**INPUT ROWS**
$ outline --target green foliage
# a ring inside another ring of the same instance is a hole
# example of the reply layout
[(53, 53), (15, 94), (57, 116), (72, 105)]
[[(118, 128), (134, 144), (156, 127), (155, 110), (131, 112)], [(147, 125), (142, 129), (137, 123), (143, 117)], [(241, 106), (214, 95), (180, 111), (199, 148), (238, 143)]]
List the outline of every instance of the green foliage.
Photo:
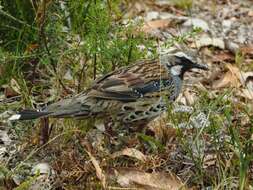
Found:
[(192, 8), (193, 0), (172, 0), (172, 3), (180, 9)]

**TASK TO COMPLETE**
Can you rewrite all the records above as a numbered list, one line per item, with blank lines dropped? Leave the pictures out of your answer.

**RESULT OF THIS TASK**
1. $ outline --target green foliage
2. # a ring inside another ring of the same instance is a hole
3. # example of the reply layout
4. [(53, 53), (15, 94), (57, 116), (72, 105)]
5. [[(118, 128), (134, 144), (156, 127), (155, 110), (131, 112)], [(147, 125), (142, 129), (137, 123), (143, 117)], [(241, 106), (214, 95), (180, 111), (199, 148), (238, 143)]]
6. List the outline of every instance of the green foliage.
7. Photo:
8. Found:
9. [(192, 8), (193, 0), (172, 0), (172, 3), (180, 9)]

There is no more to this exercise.